* _Document excerpt_:
▬▬▬▬▬▬▬▬▬▬
Updated: Apr 5, 2020

I’m a huge advocate of downsizing, getting rid of heaps of your “stuff” and living with what you only really NEED. It’s utterly liberating and addictive. The less you have, the less you need and the less you want. I hardly ever buy anything new. Seriously. I pain and fret over new purchases and it’s another item that I don't really want.

However, when I need something- I buy things I love and know I will keep. I longed for a reusable coffee cup that I loved, for a long time. I used jam jars, old bottles, whilst I researched a textile I could stand by, was practical and not too expensive.

And so for my birthday my partner bought me a hand designed bamboo reusable coffee mug. There is a huge amount of pleasure getting something new that you’ve wanted for months and months, and it’s the thing you really really want. It was made even more special that being a marine biologist, he commented that it wasn't very biologically accurate, having a platypus swimming with coral(!) He bought it whilst still sick from Dengue, direct from the small business and the designer- Suki McMaster.

Now. It might seem a bit over the top writing a whole article about the fact that I lost this keep cup. But I really hope it strikes a cord with others, who like me are minimalists and only buy things that they seriously cherish. Having very few things, you come to rely on these hard wearing items.

Loosing an important part of a small toolkit is annoying and frustrating, and buying a new one is a bit of an ordeal. But I also got very sentimental about that coffee mug with the platypus in the coral that Lee bought when he was sick. Not only was it an integral part of my busy going waste free life but it meant a whole lot too.

I won’t be buying another for a long time- I’ll be back to my jam jars, and although this awful feeling of loss thats a bit dramatic for a material item- is a pretty horrible downside to a freedom initiative of minimialising- it actually makes me more inclined to cut my stuff even more.

But life is bigger than a reusable coffee mug. I hope someone finds it and uses it, and it’s not stranded on the side of a hike in the Great Otway!!

If you're a minimalist, and you've got a tiny highly used toolkit, I'd love to hear from you. I'd love to know how you "detach" yourself from your belongings!
▬▬▬▬▬▬▬▬▬▬
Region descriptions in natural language
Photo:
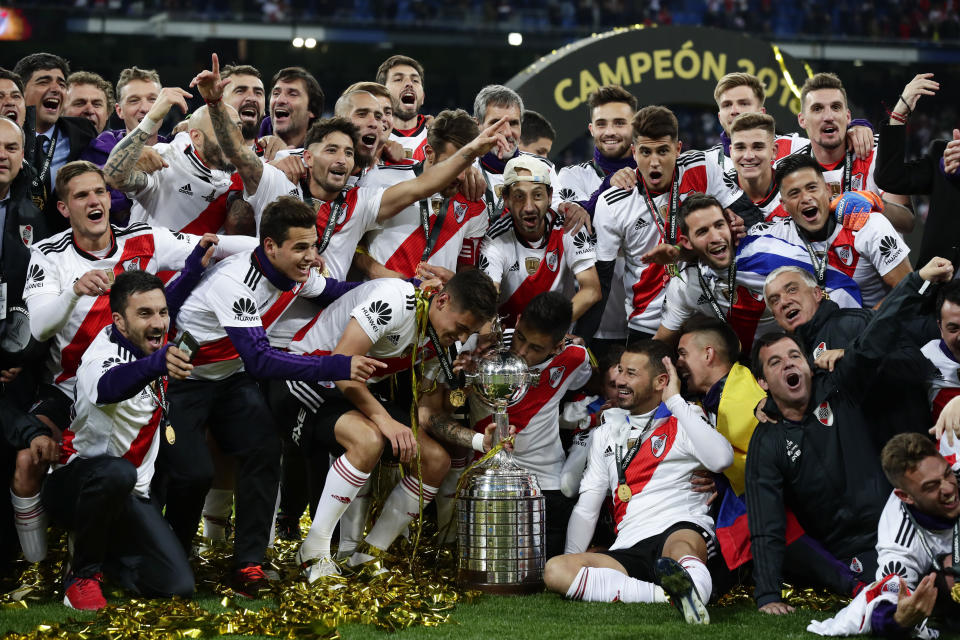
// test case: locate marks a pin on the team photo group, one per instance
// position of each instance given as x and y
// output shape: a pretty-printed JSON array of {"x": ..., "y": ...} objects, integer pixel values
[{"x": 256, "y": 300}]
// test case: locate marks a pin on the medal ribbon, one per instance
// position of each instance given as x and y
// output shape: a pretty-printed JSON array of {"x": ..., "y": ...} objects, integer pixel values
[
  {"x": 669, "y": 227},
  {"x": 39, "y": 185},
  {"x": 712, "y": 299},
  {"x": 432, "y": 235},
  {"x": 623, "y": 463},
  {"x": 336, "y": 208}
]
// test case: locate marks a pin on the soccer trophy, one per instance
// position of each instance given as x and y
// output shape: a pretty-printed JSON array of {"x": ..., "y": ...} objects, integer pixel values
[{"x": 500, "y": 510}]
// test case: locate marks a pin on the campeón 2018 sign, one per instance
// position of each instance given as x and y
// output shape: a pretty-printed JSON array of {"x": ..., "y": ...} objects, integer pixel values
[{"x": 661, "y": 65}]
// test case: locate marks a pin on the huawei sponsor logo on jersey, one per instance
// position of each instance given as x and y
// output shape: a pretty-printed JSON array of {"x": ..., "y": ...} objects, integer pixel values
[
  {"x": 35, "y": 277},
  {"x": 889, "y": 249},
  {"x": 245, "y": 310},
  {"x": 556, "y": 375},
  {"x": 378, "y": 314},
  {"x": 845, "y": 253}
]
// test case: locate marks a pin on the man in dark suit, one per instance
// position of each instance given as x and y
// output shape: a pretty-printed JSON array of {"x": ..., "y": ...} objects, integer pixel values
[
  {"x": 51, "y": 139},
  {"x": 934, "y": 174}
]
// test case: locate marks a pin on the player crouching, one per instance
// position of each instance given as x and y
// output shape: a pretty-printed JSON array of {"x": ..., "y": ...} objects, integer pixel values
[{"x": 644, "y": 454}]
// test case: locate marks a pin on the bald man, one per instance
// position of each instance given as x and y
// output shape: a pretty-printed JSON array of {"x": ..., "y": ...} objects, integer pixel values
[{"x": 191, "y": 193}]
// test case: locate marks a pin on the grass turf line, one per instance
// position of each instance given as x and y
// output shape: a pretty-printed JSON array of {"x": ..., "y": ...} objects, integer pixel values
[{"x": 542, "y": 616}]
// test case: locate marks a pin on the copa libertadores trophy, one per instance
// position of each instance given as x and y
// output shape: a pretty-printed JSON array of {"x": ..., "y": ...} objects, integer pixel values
▬▬▬▬▬▬▬▬▬▬
Write out the coffee mug post from "I won’t be buying" up to and including "stuff even more.", swapping "jam jars" for "old bottles". The lines have nothing to do with the text.

* _Result_:
I won’t be buying another for a long time- I’ll be back to my old bottles, and although this awful feeling of loss thats a bit dramatic for a material item- is a pretty horrible downside to a freedom initiative of minimialising- it actually makes me more inclined to cut my stuff even more.